── RECORDS FOR THIS EXERCISE
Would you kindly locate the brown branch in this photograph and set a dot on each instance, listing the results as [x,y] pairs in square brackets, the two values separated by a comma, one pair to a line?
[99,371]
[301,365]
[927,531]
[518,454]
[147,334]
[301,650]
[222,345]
────
● **TASK PROMPT**: Go through the listing and print each line exactly as it appears.

● **RESULT FOR THIS EXERCISE**:
Would you kindly locate the brown branch in this photograph and set a dot on each instance, listing the results as [x,y] pairs in square brackets, the two values separated by a comma, one pair to a line?
[99,371]
[301,365]
[927,531]
[518,454]
[147,334]
[301,650]
[222,345]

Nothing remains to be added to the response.